SOURCE MATERIAL:
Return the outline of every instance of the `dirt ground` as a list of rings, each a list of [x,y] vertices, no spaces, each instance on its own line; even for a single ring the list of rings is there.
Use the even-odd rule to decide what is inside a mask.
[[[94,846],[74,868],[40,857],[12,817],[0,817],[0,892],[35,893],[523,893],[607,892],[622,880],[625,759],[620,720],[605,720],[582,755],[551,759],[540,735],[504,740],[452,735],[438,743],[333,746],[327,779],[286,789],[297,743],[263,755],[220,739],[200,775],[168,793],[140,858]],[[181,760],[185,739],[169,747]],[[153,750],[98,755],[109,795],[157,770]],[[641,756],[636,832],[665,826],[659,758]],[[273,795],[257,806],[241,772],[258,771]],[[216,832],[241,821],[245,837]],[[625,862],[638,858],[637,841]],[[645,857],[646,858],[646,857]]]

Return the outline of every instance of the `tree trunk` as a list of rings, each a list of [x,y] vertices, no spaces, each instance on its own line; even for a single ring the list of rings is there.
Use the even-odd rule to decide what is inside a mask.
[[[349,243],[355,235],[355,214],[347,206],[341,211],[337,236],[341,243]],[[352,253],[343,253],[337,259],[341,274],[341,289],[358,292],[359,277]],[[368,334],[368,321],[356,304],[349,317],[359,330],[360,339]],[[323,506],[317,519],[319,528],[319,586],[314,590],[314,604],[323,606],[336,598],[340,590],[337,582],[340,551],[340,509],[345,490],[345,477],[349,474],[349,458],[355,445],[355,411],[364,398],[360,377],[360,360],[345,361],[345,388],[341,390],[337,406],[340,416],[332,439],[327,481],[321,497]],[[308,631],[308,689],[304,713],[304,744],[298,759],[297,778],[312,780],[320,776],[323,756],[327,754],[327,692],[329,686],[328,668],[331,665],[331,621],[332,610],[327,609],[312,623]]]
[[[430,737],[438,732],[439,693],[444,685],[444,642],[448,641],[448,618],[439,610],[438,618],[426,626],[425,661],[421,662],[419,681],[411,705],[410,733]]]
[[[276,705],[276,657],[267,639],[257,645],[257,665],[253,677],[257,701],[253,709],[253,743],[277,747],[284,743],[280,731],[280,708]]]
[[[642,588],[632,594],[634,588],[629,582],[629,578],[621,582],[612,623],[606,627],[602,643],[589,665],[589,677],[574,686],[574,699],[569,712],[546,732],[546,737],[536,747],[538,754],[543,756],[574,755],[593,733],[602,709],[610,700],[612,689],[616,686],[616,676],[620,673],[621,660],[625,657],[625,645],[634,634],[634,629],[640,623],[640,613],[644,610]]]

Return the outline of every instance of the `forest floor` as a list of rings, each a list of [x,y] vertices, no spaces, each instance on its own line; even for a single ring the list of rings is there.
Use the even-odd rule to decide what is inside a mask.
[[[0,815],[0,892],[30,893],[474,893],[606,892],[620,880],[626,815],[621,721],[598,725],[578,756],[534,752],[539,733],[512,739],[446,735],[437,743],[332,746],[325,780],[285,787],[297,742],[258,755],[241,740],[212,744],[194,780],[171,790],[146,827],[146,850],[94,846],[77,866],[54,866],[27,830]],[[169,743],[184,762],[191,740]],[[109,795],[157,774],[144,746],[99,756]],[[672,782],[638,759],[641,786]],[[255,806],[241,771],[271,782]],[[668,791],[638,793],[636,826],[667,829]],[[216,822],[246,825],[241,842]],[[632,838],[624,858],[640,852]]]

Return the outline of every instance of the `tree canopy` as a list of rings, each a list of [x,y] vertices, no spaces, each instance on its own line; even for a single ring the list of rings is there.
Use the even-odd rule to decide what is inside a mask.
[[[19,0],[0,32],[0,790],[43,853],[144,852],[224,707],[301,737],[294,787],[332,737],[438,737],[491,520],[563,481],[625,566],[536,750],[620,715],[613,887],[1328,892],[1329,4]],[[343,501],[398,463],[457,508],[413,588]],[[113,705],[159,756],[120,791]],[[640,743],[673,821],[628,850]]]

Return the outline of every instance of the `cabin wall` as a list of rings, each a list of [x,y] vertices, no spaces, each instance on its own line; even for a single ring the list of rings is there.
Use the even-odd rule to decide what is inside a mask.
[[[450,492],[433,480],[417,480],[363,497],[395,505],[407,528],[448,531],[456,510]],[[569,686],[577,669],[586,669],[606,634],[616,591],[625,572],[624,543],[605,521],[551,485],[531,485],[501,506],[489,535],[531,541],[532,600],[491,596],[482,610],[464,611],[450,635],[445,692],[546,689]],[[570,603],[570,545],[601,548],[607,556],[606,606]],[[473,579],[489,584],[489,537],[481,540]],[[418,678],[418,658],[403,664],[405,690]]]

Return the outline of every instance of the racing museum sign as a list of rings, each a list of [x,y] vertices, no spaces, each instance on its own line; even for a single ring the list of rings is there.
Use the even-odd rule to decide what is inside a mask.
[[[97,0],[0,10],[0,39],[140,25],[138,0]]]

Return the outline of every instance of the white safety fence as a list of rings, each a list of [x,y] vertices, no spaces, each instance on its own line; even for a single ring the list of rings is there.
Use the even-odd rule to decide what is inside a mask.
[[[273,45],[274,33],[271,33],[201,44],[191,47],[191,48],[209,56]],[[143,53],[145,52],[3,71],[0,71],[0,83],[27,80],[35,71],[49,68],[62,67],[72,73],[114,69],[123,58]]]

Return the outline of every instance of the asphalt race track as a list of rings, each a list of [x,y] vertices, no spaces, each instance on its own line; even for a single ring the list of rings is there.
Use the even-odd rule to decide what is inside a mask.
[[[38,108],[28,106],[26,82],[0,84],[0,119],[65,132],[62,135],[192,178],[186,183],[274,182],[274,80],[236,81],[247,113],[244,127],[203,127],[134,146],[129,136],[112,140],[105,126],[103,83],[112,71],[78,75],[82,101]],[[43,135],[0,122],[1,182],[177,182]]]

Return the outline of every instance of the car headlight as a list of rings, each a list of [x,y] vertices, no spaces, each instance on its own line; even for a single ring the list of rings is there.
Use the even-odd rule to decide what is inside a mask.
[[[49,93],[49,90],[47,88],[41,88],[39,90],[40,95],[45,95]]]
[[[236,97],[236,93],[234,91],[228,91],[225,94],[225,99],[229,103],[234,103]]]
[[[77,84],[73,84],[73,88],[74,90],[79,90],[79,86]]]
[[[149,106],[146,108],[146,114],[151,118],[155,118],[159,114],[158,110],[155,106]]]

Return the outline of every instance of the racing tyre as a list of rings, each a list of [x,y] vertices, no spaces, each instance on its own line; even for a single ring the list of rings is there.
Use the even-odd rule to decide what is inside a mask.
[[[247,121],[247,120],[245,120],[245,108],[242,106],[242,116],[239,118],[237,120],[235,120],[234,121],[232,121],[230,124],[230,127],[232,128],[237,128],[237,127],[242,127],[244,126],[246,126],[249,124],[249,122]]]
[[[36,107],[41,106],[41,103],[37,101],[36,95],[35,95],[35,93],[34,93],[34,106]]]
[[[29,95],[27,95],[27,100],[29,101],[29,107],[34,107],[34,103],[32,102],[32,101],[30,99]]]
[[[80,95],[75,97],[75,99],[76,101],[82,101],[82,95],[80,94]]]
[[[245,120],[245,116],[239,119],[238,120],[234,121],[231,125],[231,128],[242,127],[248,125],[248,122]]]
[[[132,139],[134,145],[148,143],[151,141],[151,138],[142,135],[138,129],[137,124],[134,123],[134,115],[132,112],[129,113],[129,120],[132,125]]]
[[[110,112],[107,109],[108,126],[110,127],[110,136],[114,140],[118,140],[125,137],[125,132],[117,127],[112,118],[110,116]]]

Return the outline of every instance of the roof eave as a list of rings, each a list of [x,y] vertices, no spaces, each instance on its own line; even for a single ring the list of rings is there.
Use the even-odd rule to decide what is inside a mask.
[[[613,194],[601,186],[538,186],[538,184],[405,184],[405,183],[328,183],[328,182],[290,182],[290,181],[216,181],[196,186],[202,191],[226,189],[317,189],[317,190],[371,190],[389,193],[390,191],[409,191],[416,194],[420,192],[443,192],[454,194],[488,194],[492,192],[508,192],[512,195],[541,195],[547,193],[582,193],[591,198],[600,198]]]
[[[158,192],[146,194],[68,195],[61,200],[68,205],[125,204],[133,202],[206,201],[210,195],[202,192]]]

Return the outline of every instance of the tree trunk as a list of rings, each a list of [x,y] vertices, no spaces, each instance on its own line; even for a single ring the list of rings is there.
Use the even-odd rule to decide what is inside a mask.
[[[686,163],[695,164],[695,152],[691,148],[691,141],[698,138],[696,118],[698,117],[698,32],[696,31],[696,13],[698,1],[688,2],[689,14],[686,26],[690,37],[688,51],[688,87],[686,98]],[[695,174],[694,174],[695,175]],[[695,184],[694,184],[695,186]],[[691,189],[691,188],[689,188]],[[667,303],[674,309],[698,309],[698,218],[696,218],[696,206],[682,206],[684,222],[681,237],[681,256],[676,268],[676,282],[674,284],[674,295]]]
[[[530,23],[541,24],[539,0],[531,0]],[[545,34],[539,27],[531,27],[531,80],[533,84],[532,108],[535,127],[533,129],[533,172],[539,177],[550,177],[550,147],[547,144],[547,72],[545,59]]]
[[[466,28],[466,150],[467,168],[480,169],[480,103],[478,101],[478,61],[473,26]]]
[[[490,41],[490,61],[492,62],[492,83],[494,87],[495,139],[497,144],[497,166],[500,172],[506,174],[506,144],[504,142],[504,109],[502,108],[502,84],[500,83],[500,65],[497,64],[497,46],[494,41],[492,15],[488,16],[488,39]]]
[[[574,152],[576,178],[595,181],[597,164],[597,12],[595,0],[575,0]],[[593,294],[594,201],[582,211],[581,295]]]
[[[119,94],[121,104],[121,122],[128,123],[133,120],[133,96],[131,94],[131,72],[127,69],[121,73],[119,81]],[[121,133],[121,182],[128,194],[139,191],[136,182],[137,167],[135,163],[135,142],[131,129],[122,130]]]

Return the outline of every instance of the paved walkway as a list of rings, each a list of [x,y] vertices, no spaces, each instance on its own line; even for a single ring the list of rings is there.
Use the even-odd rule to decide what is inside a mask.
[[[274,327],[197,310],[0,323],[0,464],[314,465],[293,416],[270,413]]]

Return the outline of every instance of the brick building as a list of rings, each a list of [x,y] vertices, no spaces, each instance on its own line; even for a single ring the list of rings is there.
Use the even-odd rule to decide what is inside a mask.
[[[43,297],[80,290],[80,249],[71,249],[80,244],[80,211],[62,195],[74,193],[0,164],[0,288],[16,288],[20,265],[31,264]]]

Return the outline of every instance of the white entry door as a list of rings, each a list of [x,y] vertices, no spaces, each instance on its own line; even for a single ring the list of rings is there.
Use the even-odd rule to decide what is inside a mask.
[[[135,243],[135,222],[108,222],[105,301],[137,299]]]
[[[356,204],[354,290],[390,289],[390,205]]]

THE EXERCISE:
Can you print, unchanged, the stretch of the data from the line containing "Return the outline of every instance of the white entry" through the end of the data?

FINISHED TASK:
Return the outline of every instance of the white entry door as a list of rings, each a list of [x,y] vertices, no spaces, each instance on its own line; even for a single ring the list of rings is there.
Use the even-odd rule to decide what is inside a mask.
[[[135,243],[135,222],[108,222],[105,301],[137,299]]]
[[[356,204],[354,290],[390,289],[390,205]]]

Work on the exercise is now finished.